··· Supplied entries

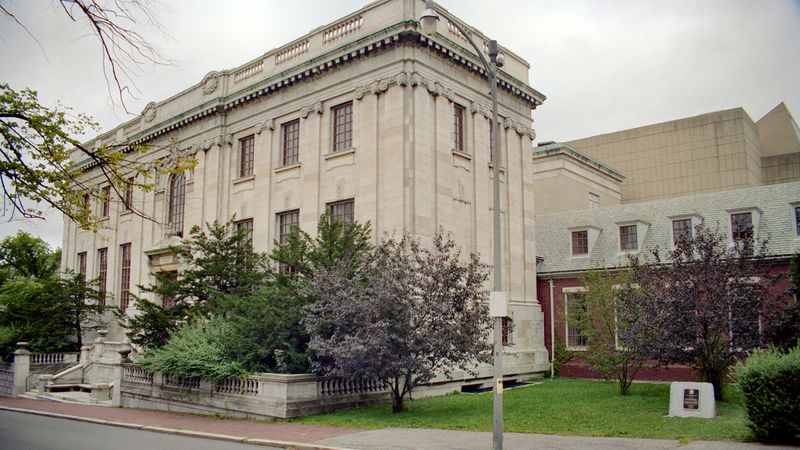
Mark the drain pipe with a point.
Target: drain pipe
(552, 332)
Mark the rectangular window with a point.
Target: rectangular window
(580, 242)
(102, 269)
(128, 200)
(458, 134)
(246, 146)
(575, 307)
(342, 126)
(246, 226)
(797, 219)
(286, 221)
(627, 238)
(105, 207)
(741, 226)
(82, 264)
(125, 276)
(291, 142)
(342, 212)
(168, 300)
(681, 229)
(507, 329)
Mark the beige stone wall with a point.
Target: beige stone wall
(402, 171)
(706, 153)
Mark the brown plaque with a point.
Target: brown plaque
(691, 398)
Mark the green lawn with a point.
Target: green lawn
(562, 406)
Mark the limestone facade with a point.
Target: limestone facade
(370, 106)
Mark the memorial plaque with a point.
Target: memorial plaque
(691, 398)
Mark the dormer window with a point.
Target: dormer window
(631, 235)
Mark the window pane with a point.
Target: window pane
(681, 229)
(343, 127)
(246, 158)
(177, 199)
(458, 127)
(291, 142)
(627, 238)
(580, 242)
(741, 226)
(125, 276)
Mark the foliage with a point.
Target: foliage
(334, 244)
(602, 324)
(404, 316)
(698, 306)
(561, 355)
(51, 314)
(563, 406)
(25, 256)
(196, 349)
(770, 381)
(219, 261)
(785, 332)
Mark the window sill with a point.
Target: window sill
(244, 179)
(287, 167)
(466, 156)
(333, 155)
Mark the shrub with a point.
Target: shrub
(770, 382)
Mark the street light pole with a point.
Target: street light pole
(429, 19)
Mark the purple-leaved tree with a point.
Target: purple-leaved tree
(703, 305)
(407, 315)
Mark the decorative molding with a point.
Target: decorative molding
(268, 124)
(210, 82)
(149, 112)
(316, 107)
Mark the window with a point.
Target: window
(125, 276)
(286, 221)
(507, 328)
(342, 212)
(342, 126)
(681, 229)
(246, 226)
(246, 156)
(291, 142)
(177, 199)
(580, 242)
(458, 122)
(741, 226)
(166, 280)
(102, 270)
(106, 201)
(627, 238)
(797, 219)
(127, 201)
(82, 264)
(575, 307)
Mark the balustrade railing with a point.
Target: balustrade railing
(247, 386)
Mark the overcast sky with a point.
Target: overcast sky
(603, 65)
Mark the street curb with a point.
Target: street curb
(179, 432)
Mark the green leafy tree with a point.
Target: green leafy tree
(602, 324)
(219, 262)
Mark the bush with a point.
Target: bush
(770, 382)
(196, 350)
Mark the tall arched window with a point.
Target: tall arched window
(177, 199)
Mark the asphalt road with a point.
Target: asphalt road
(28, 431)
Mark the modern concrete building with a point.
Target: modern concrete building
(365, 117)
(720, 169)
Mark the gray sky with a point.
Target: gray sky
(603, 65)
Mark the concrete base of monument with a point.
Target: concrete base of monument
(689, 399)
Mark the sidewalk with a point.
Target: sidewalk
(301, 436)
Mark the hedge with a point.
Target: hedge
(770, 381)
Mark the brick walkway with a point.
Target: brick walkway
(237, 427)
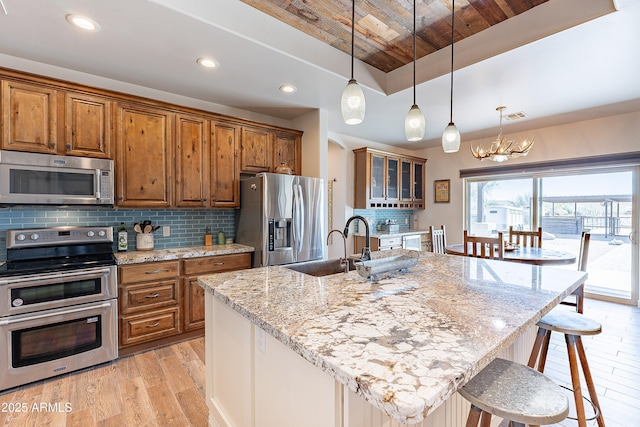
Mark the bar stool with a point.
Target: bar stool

······

Any pictures should be dropped; transcribe the rest of the records above exactly.

Mark the drain pipe with a point.
Target: drain pipe
(552, 332)
Mark the rectangular window with a point.
Target: rectangular window
(580, 242)
(102, 269)
(128, 200)
(458, 134)
(246, 146)
(575, 307)
(342, 126)
(246, 226)
(797, 219)
(286, 221)
(627, 238)
(105, 207)
(741, 226)
(82, 264)
(125, 276)
(291, 142)
(342, 212)
(168, 300)
(681, 229)
(507, 329)
Mark the beige stone wall with a point.
Target: beige stone wall
(402, 171)
(706, 153)
Mark the brown plaque with a point.
Target: brown plaque
(691, 398)
Mark the green lawn with a point.
Target: green lawn
(562, 406)
Mark the limestone facade with a point.
Target: limestone facade
(370, 106)
Mark the memorial plaque with a point.
Target: memorial plaque
(691, 398)
Mark the dormer window with a point.
Target: dormer window
(631, 235)
Mark the window pane with a point.
Target: window pane
(681, 229)
(343, 127)
(246, 158)
(177, 199)
(458, 127)
(291, 142)
(627, 238)
(580, 242)
(741, 226)
(125, 276)
Mark the foliage with a point.
Target: foliage
(334, 244)
(602, 324)
(404, 316)
(698, 306)
(561, 355)
(51, 314)
(563, 406)
(25, 256)
(196, 349)
(770, 381)
(219, 261)
(785, 332)
Mark the window sill with a point.
Target: window sill
(244, 179)
(287, 167)
(466, 156)
(333, 155)
Mark the shrub with a point.
Target: shrub
(770, 382)
Mark the street light pole with a point.
Target: street light pole
(429, 19)
Mark the purple-leaved tree with a point.
Target: purple-leaved tree
(703, 305)
(407, 315)
Mark the decorative molding with a point.
Target: decorative molding
(268, 124)
(210, 82)
(149, 112)
(316, 107)
Mark the window with a point.
Target: window
(125, 276)
(286, 221)
(507, 328)
(342, 212)
(342, 126)
(681, 229)
(246, 226)
(246, 156)
(291, 142)
(177, 199)
(580, 242)
(458, 122)
(741, 226)
(166, 280)
(102, 270)
(106, 201)
(627, 238)
(797, 219)
(127, 201)
(82, 264)
(575, 307)
Mark the balustrade railing with a point.
Target: balustrade railing
(247, 386)
Mark the overcast sky with a point.
Target: overcast sky
(603, 65)
Mark the street curb with a point.
Target: street curb
(179, 432)
Mark the green leafy tree with a point.
Target: green leafy tree
(602, 324)
(219, 262)
Mark the bush with a point.
Target: bush
(770, 382)
(196, 350)
Mark the tall arched window with a point.
Target: tall arched window
(177, 199)
Mark the asphalt road with a point.
Target: asphalt road
(28, 431)
Mark the modern concrete building with a point.
Target: modern concrete building
(365, 117)
(720, 169)
Mark the gray sky with a point.
Target: gray sky
(603, 65)
Mark the concrete base of monument with a point.
Target: concrete base of monument
(689, 399)
Mark the sidewalk with a point.
Target: sidewalk
(301, 436)
Mark the hedge with a point.
Target: hedge
(770, 381)
Mark the brick walkway with a point.
Target: brick walkway
(237, 427)
Mark the bar stool with a point.
Target: bar stool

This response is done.